TEXT =>
⟨
June 13, 2008

Environments

> — Vociferous @ 11:50 am

The first of the three core elements is the environment, which instinctively begs a number of questions…

  • How does an environment really affect an encounter?
  • How should a player be able to interact with the environment?
  • How should enemies interact with the environment?
  • How does an environment set the mission’s mood?
  • How can an environment make an encounter enjoyable on a player’s first attempt, or, better yet, how can an environment make an encounter enjoyable on a player’s 50th attempt?

At its most basic form, an environment offers a variety of practical things which steer the high-concept direction of a given encounter. It can create cover, it can remove cover; it can allow for mobility or it can stifle it. An environment can isolate combat, it can provide a place for combat to move chaotically free or it can do both, simultaneously and sequentially – depending on the mission’s design.

The beach assault on The Silent Cartographer is one of the most highly-touted encounters in Halo, despite it only lasting a matter of seconds.

In Halo: Combat Evolved, there’s a definite spatial change between launching a Warthog over the verdant fields and foamy rivers of the second level, Halo, and plunging into the dank depths of the parasite containment bunker found in 343 Guilty Spark. One has an open environment with hills and berms giving way to vehicle interplay and large-scale skirmishes, while the other offers close-quarter, physically intensive corridor-to-corridor combat. Both can offer satisfying conclusions, but ultimately, what dictates it being enjoyable is almost always choice.
⟩
DATA EXTRACT =>
⟨
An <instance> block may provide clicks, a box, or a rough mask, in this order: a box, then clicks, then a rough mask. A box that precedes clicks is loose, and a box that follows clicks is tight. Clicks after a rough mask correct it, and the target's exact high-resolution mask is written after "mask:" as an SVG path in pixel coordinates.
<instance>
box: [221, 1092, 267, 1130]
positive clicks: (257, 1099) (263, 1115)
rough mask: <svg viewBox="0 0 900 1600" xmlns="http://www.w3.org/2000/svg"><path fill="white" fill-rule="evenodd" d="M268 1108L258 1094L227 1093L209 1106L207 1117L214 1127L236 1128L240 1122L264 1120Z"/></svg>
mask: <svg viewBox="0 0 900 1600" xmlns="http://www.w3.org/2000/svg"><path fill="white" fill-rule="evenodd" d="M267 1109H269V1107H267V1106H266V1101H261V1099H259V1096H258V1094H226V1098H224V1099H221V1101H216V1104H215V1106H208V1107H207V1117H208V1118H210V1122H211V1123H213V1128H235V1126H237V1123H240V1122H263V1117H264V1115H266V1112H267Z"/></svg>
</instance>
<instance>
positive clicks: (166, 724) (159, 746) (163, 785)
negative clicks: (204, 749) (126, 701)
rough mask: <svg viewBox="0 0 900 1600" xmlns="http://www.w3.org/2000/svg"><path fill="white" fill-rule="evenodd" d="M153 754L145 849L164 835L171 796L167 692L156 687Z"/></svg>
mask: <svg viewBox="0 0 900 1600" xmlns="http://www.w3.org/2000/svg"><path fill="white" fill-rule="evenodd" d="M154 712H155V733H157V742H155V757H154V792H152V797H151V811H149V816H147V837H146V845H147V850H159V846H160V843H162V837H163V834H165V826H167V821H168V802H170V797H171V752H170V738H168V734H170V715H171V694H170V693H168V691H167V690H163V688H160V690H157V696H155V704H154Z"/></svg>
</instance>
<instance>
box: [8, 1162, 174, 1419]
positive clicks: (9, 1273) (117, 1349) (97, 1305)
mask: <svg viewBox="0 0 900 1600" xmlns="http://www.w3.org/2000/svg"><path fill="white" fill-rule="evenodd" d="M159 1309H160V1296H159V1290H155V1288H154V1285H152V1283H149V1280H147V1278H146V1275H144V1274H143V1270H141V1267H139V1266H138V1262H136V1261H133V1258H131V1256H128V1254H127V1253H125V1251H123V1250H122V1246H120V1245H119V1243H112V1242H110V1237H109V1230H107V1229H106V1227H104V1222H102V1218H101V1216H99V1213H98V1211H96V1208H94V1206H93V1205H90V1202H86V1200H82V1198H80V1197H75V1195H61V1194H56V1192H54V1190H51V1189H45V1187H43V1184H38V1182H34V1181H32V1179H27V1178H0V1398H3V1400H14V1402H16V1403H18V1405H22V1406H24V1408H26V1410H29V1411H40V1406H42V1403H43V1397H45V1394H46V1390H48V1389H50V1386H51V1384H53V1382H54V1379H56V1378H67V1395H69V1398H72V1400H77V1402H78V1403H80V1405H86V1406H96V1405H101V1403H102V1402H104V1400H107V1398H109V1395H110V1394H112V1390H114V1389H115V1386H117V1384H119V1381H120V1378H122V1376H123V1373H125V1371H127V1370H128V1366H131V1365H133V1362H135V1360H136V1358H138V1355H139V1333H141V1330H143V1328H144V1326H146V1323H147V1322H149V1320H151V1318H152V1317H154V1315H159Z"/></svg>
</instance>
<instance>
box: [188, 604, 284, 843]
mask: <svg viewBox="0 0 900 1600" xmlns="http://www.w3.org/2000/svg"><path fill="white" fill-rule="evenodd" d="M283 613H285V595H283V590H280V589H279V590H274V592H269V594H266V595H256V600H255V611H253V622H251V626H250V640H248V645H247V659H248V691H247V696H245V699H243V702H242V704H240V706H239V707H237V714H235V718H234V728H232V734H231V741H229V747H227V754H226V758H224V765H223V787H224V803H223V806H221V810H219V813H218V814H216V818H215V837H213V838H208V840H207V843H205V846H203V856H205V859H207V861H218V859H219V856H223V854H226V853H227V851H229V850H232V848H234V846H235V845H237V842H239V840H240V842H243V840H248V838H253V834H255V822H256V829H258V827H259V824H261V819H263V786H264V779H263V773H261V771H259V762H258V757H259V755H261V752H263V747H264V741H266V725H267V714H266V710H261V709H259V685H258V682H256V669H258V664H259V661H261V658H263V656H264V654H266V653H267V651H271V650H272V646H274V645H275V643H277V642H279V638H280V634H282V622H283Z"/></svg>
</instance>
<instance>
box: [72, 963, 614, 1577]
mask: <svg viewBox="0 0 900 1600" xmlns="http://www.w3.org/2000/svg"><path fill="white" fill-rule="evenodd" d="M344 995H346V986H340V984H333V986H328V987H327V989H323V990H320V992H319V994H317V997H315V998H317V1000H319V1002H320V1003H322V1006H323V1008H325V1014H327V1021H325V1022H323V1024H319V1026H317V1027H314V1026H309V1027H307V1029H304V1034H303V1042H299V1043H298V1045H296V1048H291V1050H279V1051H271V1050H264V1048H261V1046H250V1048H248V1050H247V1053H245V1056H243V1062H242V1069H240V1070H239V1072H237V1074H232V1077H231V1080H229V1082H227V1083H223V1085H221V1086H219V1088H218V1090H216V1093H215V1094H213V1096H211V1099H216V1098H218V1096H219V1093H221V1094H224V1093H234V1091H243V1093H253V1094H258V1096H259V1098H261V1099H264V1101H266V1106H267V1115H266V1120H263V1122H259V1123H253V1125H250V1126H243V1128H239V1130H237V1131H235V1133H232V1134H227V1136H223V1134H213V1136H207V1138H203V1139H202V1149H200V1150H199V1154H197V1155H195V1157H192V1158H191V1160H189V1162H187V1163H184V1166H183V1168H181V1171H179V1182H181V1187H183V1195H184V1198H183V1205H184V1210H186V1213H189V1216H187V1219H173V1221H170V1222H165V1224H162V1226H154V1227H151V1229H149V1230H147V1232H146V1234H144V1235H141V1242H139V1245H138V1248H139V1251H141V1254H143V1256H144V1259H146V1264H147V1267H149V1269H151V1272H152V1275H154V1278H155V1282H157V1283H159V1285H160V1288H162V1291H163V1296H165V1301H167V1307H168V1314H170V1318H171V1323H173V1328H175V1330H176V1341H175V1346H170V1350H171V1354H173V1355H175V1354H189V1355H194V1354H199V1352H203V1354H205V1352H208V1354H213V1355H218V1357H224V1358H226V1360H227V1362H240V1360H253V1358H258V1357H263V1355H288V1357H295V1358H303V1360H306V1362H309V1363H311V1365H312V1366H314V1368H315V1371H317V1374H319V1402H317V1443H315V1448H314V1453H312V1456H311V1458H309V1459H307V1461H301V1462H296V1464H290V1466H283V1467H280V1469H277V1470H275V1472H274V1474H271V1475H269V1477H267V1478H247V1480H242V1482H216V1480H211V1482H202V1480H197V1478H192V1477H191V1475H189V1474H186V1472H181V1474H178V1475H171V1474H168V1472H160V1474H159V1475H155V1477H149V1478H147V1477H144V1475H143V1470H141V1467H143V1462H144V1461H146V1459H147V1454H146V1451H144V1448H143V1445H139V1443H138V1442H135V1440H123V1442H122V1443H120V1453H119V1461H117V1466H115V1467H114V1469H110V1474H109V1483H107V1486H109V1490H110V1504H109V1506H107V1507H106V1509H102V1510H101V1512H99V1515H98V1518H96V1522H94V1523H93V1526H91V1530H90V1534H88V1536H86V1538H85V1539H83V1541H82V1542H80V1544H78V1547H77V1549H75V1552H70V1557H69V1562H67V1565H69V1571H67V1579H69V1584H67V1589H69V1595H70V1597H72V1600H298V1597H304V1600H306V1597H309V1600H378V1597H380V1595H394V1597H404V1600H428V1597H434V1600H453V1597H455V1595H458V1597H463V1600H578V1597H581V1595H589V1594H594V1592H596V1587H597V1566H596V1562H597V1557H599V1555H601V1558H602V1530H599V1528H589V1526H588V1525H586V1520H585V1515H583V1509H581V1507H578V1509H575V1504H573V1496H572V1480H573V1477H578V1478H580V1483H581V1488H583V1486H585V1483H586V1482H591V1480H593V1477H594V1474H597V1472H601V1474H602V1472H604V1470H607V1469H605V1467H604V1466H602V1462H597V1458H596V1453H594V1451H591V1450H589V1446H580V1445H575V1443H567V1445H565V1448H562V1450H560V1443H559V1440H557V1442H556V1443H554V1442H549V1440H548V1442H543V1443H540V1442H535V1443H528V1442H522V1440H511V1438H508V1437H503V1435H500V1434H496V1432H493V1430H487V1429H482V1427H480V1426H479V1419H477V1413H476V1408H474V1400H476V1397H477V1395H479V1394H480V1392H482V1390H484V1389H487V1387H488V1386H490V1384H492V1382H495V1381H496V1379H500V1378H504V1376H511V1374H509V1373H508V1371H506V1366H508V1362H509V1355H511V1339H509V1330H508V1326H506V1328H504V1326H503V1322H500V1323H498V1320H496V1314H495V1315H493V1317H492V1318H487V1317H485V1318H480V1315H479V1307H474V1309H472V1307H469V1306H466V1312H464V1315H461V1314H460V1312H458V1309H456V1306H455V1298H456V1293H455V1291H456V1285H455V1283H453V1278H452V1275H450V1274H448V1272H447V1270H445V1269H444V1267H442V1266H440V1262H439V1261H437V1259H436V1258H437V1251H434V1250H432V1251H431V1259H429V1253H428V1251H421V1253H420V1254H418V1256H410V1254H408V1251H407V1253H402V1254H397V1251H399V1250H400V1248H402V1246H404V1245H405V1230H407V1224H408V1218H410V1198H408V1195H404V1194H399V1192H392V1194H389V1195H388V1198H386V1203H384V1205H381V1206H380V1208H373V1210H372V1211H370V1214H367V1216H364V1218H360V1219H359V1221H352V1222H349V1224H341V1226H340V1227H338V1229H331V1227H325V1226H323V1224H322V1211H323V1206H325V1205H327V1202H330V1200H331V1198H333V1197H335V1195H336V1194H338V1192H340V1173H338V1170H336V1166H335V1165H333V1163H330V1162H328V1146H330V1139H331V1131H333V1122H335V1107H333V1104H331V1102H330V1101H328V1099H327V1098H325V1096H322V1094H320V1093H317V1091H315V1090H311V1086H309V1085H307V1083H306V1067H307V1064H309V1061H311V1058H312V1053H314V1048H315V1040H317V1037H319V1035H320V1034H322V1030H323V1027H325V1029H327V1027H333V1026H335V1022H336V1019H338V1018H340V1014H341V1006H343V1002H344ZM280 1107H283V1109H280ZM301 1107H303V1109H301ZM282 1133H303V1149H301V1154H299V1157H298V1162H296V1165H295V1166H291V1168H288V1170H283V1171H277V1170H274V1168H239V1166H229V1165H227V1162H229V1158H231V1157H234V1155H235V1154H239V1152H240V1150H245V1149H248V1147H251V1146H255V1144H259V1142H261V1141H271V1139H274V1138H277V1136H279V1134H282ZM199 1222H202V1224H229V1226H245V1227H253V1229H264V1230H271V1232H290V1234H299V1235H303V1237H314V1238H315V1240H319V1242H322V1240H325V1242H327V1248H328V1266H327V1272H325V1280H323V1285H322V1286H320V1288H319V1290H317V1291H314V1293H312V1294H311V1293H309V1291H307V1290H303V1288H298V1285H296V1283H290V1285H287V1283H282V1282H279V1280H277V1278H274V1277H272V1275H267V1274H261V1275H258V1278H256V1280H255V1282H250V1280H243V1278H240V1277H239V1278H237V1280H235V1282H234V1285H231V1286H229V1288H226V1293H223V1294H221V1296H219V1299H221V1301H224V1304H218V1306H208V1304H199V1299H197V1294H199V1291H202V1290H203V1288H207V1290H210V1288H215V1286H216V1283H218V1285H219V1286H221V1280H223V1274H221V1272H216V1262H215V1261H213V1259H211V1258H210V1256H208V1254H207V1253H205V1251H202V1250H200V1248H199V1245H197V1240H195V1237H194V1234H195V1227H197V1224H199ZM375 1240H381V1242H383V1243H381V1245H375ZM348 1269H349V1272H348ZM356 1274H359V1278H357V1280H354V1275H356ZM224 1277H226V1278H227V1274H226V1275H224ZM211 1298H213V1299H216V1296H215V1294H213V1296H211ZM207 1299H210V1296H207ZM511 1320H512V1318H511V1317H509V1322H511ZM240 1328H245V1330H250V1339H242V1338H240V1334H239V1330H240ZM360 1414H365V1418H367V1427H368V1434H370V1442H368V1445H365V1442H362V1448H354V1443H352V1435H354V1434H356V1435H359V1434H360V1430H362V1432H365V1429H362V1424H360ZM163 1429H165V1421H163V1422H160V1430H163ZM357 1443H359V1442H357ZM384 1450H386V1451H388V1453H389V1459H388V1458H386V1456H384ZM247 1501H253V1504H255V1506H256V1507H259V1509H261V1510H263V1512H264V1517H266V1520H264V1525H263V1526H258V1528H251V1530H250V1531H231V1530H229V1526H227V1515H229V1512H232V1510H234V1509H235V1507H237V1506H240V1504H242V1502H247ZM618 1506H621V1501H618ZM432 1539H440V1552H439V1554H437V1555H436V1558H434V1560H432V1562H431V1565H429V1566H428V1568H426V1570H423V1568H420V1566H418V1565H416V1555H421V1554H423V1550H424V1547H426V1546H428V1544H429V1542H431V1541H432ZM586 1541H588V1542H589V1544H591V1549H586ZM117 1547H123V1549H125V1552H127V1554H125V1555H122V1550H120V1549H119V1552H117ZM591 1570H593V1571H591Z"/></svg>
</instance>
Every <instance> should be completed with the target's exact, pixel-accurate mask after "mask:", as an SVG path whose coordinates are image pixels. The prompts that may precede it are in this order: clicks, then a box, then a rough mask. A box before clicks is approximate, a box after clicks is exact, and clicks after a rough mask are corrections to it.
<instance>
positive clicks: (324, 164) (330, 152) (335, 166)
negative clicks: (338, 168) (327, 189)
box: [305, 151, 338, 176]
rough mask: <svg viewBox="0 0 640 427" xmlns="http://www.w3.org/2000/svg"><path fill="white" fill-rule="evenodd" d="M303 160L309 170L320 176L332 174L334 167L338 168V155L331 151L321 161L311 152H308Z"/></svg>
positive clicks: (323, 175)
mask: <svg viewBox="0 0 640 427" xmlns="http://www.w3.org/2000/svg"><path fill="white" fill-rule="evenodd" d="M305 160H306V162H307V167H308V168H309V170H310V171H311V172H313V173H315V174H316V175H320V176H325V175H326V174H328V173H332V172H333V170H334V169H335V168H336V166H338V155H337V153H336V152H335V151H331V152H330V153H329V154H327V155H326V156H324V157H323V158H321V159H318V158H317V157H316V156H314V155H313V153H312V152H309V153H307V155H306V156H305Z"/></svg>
⟩
REQUIRED WORK => Reproduce the passage of the Halo environments post from "The first of" to "enemies interact with the environment?" word for word.

WRITTEN SOLUTION =>
The first of the three core elements is the environment, which instinctively begs a number of questions…

  • How does an environment really affect an encounter?
  • How should a player be able to interact with the environment?
  • How should enemies interact with the environment?